▶ _Material_:
■ ■ ■

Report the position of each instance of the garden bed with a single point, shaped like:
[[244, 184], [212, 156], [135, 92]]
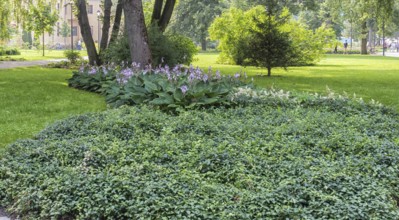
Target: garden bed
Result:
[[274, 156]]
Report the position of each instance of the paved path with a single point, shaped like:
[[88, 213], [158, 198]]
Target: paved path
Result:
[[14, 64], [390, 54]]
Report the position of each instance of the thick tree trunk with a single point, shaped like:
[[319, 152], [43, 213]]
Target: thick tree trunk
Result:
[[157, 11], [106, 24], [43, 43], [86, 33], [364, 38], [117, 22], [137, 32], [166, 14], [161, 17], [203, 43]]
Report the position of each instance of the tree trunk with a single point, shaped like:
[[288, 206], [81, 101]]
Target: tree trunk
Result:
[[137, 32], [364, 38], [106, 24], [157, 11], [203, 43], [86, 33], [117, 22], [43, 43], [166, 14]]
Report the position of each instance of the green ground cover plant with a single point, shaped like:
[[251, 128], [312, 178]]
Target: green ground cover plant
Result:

■ ■ ■

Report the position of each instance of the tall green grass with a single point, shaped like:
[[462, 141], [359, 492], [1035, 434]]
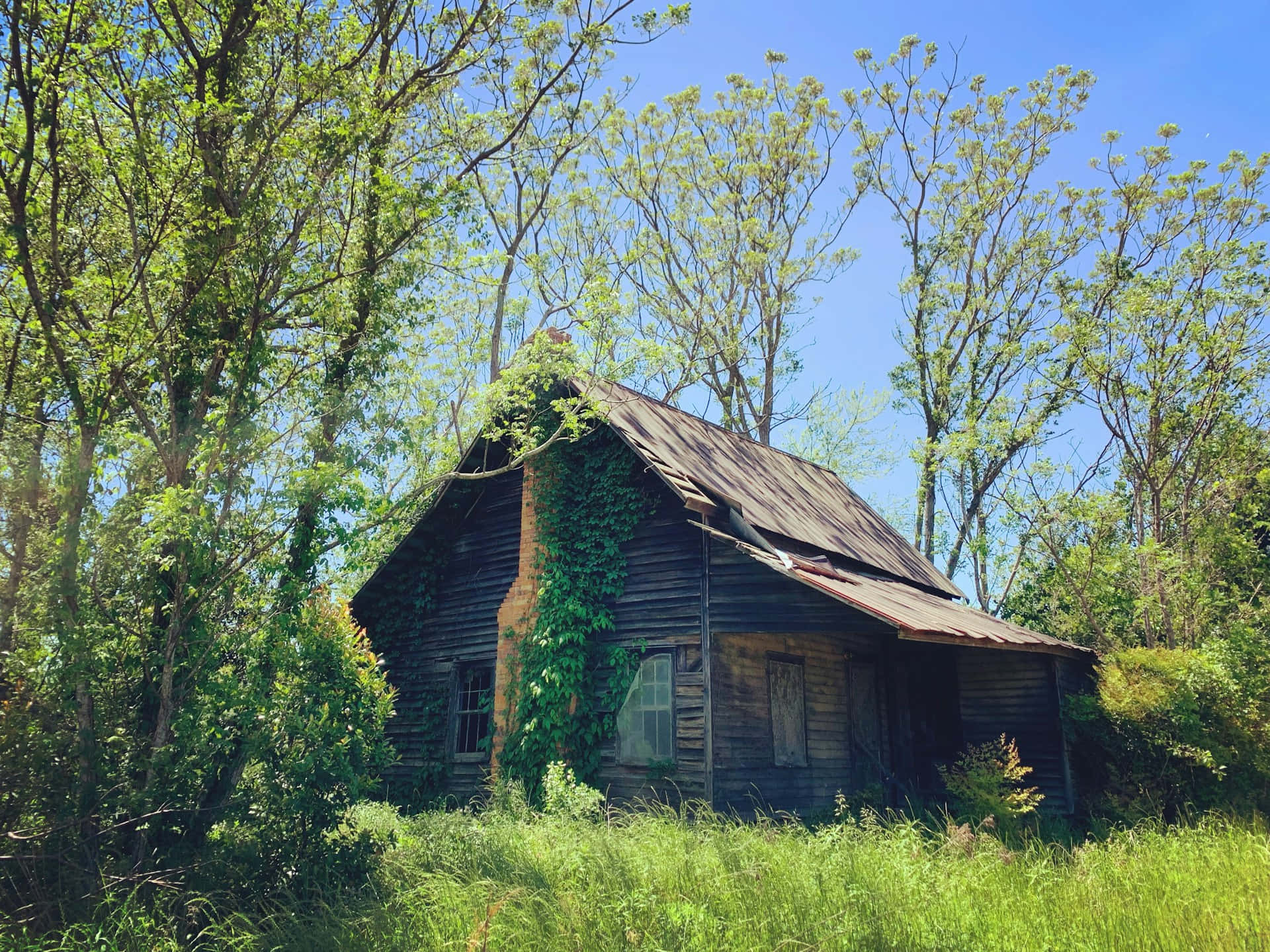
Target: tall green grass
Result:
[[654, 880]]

■ ■ ■

▶ _Stated task_:
Put the lines of the records from the line containing "Report the position of each instance of the garden" to the line containing "[[14, 64], [390, 54]]", both included, into a numbered list, omitting blank lines. Leave the pictures out of the answer.

▶ _Final result_:
1. Report the position of each instance of the garden bed with a single point, shaped like:
2. [[244, 184], [212, 156], [135, 92]]
3. Target: garden bed
4. Result:
5. [[274, 156]]
6. Report the position of each instance of the paved path with a single point, shaped like:
7. [[88, 213], [158, 198]]
8. Target: paved path
9. Result:
10. [[14, 64], [390, 54]]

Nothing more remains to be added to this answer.